→ **Requirement A**: In the biography, what year did Berges start coaching?
→ **Requirement B**: Rewrite the biography from "Playing career" up to and including "win over Ghana.", putting "Celta side" in place of "Galicians".

→ **Excerpt**:

==================================================

Rafael Berges Martín (born 21 January 1971) is a Spanish former footballer who played as a left-back, currently a manager.

Playing career

Club
Born in Córdoba, Andalusia, Berges started playing for local Córdoba CF in the lower leagues. In the 1991–92 campaign he joined CD Tenerife, going on to spend two years in La Liga at the Estadio Heliodoro Rodríguez López.

Signing with RC Celta de Vigo in 1993, Berges went on to make nearly 200 overall appearances and score seven league goals for the Galicians. He took part in no games in his final two seasons, however, due to recurrent injuries.

At the end of 2001–02, aged 31, Berges retired with his first club Córdoba, now in the Segunda División. His second spell was cut short, again due to several physical problems.

International
Berges was first-choice for Spain at the 1992 Summer Olympics, as the nation won the gold medal on home soil. He scored twice, including in the 2–0 semi-final win over Ghana.

Coaching career
Berges took up coaching in 2005, starting with Córdoba CF B. Amongst other lowly sides, he would also manage UD Almería's reserves.

On 14 June 2012, Berges was named Córdoba's main squad head coach, replacing Rayo Vallecano-bound Paco Jémez. He was relieved of his duties on 7 April of the following year, with the team ranking ninth in the second division.

==================================================

→ **Extracted entries**:
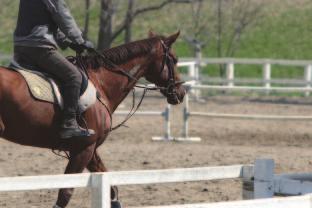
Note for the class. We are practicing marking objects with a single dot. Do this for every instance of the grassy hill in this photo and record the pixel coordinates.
(283, 31)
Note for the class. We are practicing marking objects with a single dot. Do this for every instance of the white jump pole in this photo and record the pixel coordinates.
(167, 126)
(186, 114)
(230, 74)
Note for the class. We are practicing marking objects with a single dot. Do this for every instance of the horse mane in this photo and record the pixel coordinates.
(119, 54)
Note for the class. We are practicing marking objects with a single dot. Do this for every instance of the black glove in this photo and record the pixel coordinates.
(79, 48)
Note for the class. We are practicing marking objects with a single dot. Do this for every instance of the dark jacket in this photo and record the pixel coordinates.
(46, 23)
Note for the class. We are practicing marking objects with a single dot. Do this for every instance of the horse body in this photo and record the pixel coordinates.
(27, 121)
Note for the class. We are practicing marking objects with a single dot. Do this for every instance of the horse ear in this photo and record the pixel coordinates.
(151, 34)
(171, 39)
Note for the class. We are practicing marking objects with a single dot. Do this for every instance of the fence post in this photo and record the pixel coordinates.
(230, 74)
(267, 76)
(191, 70)
(100, 193)
(167, 123)
(186, 116)
(264, 178)
(308, 78)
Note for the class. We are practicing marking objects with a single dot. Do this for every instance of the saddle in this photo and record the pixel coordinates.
(44, 88)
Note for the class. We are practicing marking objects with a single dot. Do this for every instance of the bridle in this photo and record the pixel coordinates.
(169, 90)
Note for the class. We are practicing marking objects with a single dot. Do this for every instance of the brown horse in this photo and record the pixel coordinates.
(27, 121)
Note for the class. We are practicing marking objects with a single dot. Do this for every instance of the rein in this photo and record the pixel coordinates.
(169, 89)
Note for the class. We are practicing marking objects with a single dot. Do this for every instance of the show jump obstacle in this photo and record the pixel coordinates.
(259, 182)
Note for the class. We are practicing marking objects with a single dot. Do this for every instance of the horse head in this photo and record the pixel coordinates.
(163, 72)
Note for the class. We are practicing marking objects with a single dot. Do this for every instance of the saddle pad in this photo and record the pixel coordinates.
(39, 86)
(44, 88)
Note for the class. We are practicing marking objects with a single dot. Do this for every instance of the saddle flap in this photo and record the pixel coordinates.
(44, 88)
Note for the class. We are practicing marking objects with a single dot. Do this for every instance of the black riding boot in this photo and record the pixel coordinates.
(69, 125)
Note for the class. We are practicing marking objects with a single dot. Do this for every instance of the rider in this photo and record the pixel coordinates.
(43, 25)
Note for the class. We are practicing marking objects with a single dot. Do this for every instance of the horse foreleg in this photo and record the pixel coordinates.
(77, 163)
(96, 165)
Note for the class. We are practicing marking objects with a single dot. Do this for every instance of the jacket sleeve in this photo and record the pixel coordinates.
(64, 20)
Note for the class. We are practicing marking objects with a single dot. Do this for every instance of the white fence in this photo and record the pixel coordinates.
(266, 184)
(266, 79)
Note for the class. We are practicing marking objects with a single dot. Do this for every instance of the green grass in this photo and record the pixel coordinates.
(283, 32)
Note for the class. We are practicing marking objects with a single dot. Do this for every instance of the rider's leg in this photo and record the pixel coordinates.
(52, 62)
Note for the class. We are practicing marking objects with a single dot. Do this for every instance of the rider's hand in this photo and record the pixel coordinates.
(88, 45)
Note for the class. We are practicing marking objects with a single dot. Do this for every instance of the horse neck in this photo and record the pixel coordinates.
(114, 87)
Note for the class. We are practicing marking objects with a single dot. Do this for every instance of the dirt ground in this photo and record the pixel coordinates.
(224, 142)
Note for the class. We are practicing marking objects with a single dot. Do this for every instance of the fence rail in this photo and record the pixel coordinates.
(265, 184)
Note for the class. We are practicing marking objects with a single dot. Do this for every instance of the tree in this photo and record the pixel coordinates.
(234, 17)
(87, 20)
(222, 24)
(107, 34)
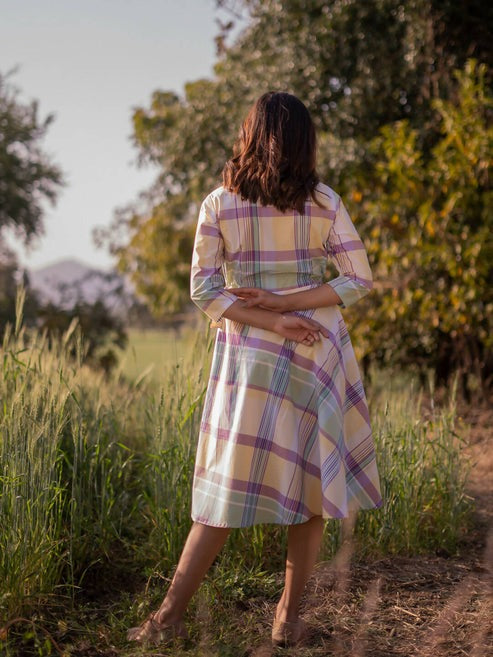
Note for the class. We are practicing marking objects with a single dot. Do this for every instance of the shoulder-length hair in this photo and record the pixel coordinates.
(274, 156)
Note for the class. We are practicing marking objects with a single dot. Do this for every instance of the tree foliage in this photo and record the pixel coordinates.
(429, 219)
(378, 78)
(27, 175)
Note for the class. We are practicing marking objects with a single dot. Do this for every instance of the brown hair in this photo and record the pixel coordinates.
(274, 156)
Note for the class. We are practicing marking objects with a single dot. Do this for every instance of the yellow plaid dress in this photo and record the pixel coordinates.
(285, 432)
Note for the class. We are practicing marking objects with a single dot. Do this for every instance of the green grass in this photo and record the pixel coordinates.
(152, 351)
(95, 471)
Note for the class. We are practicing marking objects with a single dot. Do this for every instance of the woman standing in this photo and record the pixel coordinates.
(285, 435)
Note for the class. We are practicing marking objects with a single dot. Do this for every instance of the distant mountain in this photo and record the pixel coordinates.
(68, 281)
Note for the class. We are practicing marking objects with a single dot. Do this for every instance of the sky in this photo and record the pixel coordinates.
(90, 63)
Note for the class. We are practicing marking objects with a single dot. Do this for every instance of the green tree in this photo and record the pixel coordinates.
(27, 176)
(27, 179)
(428, 215)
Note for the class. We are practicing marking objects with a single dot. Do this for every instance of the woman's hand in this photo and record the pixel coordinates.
(299, 329)
(255, 296)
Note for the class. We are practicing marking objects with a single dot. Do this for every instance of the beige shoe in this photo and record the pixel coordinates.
(285, 633)
(150, 631)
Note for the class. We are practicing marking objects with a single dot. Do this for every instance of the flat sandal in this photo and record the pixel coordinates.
(150, 631)
(288, 633)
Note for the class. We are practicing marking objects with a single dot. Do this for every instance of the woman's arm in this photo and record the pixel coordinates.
(317, 297)
(347, 252)
(208, 293)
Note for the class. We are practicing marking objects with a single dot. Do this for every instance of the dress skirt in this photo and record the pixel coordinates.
(285, 432)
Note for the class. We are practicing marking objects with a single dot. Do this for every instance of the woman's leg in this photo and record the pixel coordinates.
(201, 548)
(303, 548)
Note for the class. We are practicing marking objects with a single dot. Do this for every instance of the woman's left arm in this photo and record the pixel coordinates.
(347, 252)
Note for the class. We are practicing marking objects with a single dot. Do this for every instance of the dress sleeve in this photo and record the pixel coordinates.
(347, 252)
(207, 280)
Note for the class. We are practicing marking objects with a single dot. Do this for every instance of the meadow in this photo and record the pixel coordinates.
(95, 476)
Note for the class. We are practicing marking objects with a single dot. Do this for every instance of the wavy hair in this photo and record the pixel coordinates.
(274, 156)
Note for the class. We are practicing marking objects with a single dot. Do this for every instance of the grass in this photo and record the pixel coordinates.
(95, 476)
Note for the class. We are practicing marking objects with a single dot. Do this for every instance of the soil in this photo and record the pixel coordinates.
(426, 606)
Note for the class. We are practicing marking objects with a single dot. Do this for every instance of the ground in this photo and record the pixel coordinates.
(436, 605)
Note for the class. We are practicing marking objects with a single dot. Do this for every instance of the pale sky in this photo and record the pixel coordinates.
(90, 62)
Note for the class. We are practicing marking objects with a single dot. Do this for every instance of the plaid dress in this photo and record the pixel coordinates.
(285, 432)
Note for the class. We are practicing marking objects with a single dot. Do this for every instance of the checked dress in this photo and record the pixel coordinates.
(285, 432)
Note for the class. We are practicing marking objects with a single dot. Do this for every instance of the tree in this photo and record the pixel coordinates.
(358, 65)
(428, 215)
(27, 176)
(27, 179)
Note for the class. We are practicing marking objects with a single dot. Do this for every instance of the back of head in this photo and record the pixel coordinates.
(274, 157)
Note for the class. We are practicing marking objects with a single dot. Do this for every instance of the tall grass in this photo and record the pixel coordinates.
(96, 471)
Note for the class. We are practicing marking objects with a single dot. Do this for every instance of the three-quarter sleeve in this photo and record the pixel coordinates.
(207, 280)
(347, 252)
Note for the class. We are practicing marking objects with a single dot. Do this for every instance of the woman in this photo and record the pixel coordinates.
(285, 435)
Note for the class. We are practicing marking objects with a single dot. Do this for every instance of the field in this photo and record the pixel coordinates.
(95, 474)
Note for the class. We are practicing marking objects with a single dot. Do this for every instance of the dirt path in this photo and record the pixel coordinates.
(433, 606)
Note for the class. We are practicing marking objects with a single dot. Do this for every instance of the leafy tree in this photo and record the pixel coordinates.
(101, 330)
(358, 65)
(429, 218)
(392, 119)
(27, 179)
(27, 176)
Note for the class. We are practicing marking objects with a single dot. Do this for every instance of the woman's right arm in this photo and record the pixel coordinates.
(208, 292)
(347, 252)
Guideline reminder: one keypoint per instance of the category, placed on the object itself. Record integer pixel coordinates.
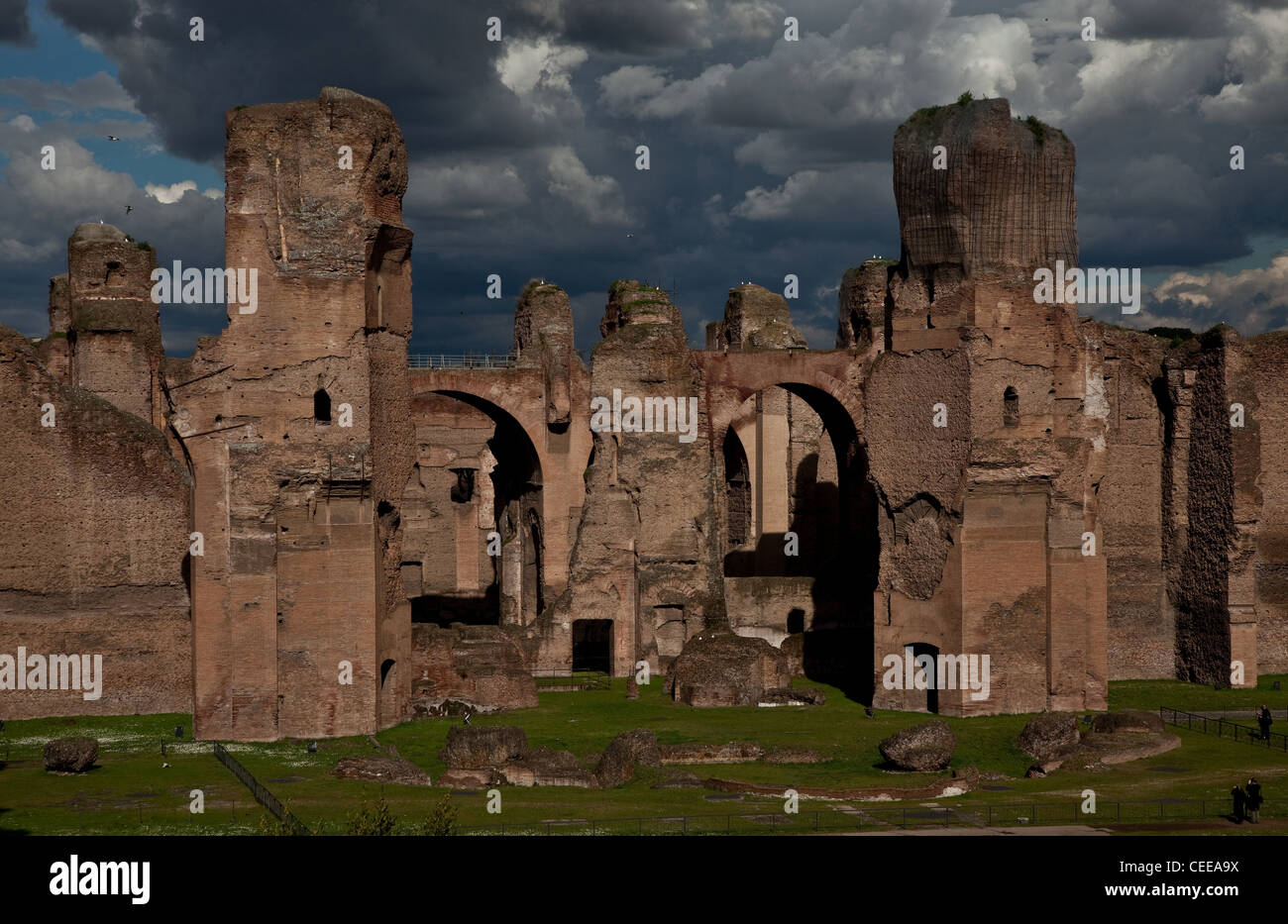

==================================================

→ **Answer A**: 2005

→ **Answer B**:
Playing career

Club
Born in Córdoba, Andalusia, Berges started playing for local Córdoba CF in the lower leagues. In the 1991–92 campaign he joined CD Tenerife, going on to spend two years in La Liga at the Estadio Heliodoro Rodríguez López.

Signing with RC Celta de Vigo in 1993, Berges went on to make nearly 200 overall appearances and score seven league goals for the Celta side. He took part in no games in his final two seasons, however, due to recurrent injuries.

At the end of 2001–02, aged 31, Berges retired with his first club Córdoba, now in the Segunda División. His second spell was cut short, again due to several physical problems.

International
Berges was first-choice for Spain at the 1992 Summer Olympics, as the nation won the gold medal on home soil. He scored twice, including in the 2–0 semi-final win over Ghana.